*Short exercise 1*:
Copy from the passage on prototypical networks, word for word, the span from "Among the meta-learning" up to and including "from a giraffe.".
*Short exercise 2*:
Condense the paragraph of the passage on prototypical networks that begins "Following above intuition" into a bulleted list that keeps its main facts.
*Short exercise 3*:
Answer these questions using the passage on prototypical networks:
(a) According to the example given, what matters most when distinguishing a dog from a giraffe?
(b) What are the three components of the proposed method?
(c) On which two benchmarks was the method tested?

==== Selected extract

Among the meta-learning approaches, prototypical network [6] is a fairly simple and elegant solution, and thus attracts much attention. In this work, we attempt to extend prototypical network [6] to further improve its performance. In this method as well as other existing approaches, the feature representation of a class remains the same even in different tasks. This means that the feature encoder cannot adapt to a specific task using the peculiar discriminant information of the task, e.g. the relationship of classes in this task. As well known, when distinguishing a class from different classes, the most discriminative feature is different, e.g. when distinguishing a dog from a cat the head plays a crucial role, while the neck matters most when distinguishing a dog from a giraffe.
Following above intuition, this work proposes a task-adaptive feature reweighting strategy within the framework of prototypical network [6]. Specifically, our method consists of three components, a feature encoder, a weight generator and a classifier, among which the generator is newly introduced module in this work. By considering the discrepancy between a class and the rest ones, the generator produces a feature weight for each class to highlight those most discriminative features to distinguish it from the rest classes. As a result, when compared with different classes, the same class is equipped with different feature weights to focus on different features for better classification. Hence, this method is more discriminative than prototypical network [6]. From the point of view of meta learning, the weight generator is a meta-learner, which learns to pick out those most discriminative features between a class and the other classes to be compared with. By training the network across different tasks as most meta learning methods do, the weight generator generalizes well to a new task. Experimental results on two commonly used few shot classification benchmarks, miniImageNet and tieredImageNet, show that our proposed method outperforms the state-of-the-art works demonstrating its effectiveness.

========
==== Dataset records

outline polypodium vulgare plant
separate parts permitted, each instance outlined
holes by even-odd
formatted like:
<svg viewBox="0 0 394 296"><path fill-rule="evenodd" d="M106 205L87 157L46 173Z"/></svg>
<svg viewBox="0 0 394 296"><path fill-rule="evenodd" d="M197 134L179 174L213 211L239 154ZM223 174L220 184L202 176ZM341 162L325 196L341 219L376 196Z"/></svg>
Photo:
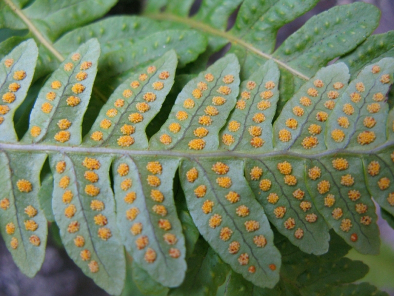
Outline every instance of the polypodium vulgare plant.
<svg viewBox="0 0 394 296"><path fill-rule="evenodd" d="M111 294L123 289L124 248L147 294L214 295L230 268L228 295L381 293L343 285L367 270L343 258L350 248L379 251L371 197L394 215L393 40L367 39L376 9L334 8L271 54L280 26L317 1L245 1L228 32L242 2L204 2L189 20L192 2L160 12L166 3L152 1L148 15L170 22L109 18L54 44L70 25L41 31L41 2L0 4L10 28L27 26L42 43L0 44L0 227L23 272L40 269L49 220L70 257ZM189 21L198 30L182 27ZM111 26L119 35L106 32ZM228 41L231 52L192 74ZM187 75L175 76L180 67ZM24 108L33 79L51 72ZM25 116L14 125L18 107Z"/></svg>

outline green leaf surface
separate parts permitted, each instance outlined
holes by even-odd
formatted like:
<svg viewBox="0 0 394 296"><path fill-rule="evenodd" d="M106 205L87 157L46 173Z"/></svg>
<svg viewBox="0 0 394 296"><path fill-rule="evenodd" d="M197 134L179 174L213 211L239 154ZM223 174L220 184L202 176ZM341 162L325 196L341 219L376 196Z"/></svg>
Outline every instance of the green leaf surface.
<svg viewBox="0 0 394 296"><path fill-rule="evenodd" d="M54 179L52 207L70 257L96 284L119 295L125 260L111 189L110 155L50 155Z"/></svg>
<svg viewBox="0 0 394 296"><path fill-rule="evenodd" d="M124 156L113 164L117 225L123 243L154 281L178 286L186 270L185 239L172 192L179 160L134 160Z"/></svg>
<svg viewBox="0 0 394 296"><path fill-rule="evenodd" d="M14 262L30 278L40 270L45 255L47 222L37 195L46 158L43 153L0 152L4 174L0 183L1 233Z"/></svg>
<svg viewBox="0 0 394 296"><path fill-rule="evenodd" d="M14 114L26 97L37 55L35 42L30 39L22 43L0 61L1 141L17 141L14 129Z"/></svg>
<svg viewBox="0 0 394 296"><path fill-rule="evenodd" d="M243 162L222 160L183 161L180 175L191 216L234 271L255 285L273 287L279 280L280 255L273 246L268 219L239 174Z"/></svg>

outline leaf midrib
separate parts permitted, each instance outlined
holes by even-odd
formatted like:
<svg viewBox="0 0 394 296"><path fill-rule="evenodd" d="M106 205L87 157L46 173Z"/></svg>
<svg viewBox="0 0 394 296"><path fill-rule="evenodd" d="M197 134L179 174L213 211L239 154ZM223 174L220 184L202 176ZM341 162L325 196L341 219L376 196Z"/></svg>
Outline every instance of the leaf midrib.
<svg viewBox="0 0 394 296"><path fill-rule="evenodd" d="M159 21L170 21L172 22L180 23L186 26L191 27L193 29L206 32L209 34L217 36L218 37L225 38L227 39L231 43L242 46L246 48L247 50L251 51L258 55L260 55L260 57L262 57L267 60L272 60L273 61L277 63L280 67L286 69L290 73L292 73L293 75L300 77L304 80L307 81L310 79L309 77L296 70L296 69L292 68L286 63L282 62L278 59L275 59L271 54L266 53L263 51L262 51L261 50L260 50L251 44L245 42L244 40L240 38L230 34L228 32L224 32L223 31L221 31L220 30L215 29L214 28L212 28L212 27L210 27L206 24L198 22L191 18L182 17L181 16L178 16L177 15L166 12L163 12L162 13L148 14L146 15L146 16L153 20Z"/></svg>

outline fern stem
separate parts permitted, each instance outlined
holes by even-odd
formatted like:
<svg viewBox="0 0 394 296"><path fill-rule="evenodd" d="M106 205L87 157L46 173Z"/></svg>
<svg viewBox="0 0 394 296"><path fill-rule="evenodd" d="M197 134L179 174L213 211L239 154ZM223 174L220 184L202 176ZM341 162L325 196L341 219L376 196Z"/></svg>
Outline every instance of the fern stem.
<svg viewBox="0 0 394 296"><path fill-rule="evenodd" d="M27 25L29 30L38 39L42 44L52 52L53 55L61 62L64 61L64 58L62 54L57 51L53 47L51 42L47 40L45 37L41 33L35 26L30 21L27 17L24 14L22 11L18 8L11 1L11 0L4 0L6 4L8 5L13 11L21 17L21 19Z"/></svg>
<svg viewBox="0 0 394 296"><path fill-rule="evenodd" d="M292 73L292 74L293 74L294 75L296 75L296 76L298 76L299 77L300 77L302 79L303 79L304 80L309 80L310 79L309 77L308 77L308 76L306 76L306 75L304 75L299 71L298 71L295 69L293 69L293 68L292 68L291 67L290 67L285 63L284 63L283 62L282 62L281 61L278 60L277 59L275 59L273 57L272 57L270 54L266 53L265 52L263 52L261 50L259 50L259 49L258 49L257 48L253 46L253 45L245 42L245 41L242 40L242 39L238 38L235 36L233 36L231 34L228 33L227 32L223 32L223 31L221 31L220 30L214 29L202 23L196 22L194 20L193 20L192 18L181 17L180 16L174 15L173 14L171 14L170 13L166 13L148 14L147 15L147 16L148 16L148 17L150 17L151 18L153 18L154 20L157 20L159 21L171 21L172 22L181 23L187 26L189 26L193 28L197 29L198 30L200 30L201 31L206 32L207 33L209 33L209 34L211 34L215 36L218 36L219 37L225 38L226 39L227 39L229 41L230 41L232 43L234 43L236 44L238 44L239 45L241 45L241 46L243 46L244 47L245 47L245 48L249 50L250 51L254 52L256 54L258 54L258 55L260 55L261 57L262 57L265 59L266 59L267 60L272 60L275 63L277 63L280 67L286 69L289 72Z"/></svg>

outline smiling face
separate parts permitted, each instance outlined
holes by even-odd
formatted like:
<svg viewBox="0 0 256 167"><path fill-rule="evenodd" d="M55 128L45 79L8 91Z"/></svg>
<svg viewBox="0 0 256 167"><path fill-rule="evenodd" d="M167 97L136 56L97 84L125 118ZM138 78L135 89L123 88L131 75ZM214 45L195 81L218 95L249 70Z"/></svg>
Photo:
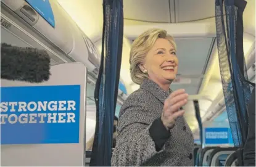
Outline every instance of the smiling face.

========

*Task answer 1*:
Among the meta-learning approaches, prototypical network [6] is a fairly simple and elegant solution, and thus attracts much attention. In this work, we attempt to extend prototypical network [6] to further improve its performance. In this method as well as other existing approaches, the feature representation of a class remains the same even in different tasks. This means that the feature encoder cannot adapt to a specific task using the peculiar discriminant information of the task, e.g. the relationship of classes in this task. As well known, when distinguishing a class from different classes, the most discriminative feature is different, e.g. when distinguishing a dog from a cat the head plays a crucial role, while the neck matters most when distinguishing a dog from a giraffe.

*Task answer 2*:
- The work proposes a task-adaptive feature reweighting strategy within the prototypical network framework.
- The method has three components: a feature encoder, a weight generator and a classifier. The generator is the new module.
- The generator considers how a class differs from the other classes. It produces a feature weight for each class that highlights the features most useful for distinguishing that class from the rest.
- The same class therefore gets different feature weights when compared with different classes, which makes the method more discriminative than a prototypical network.
- In meta-learning terms, the weight generator is a meta-learner. Training across different tasks lets it generalize well to new tasks.
- On the miniImageNet and tieredImageNet few-shot benchmarks, the method outperforms state-of-the-art works.

*Task answer 3*:
(a) The neck.
(b) A feature encoder, a weight generator and a classifier.
(c) miniImageNet and tieredImageNet.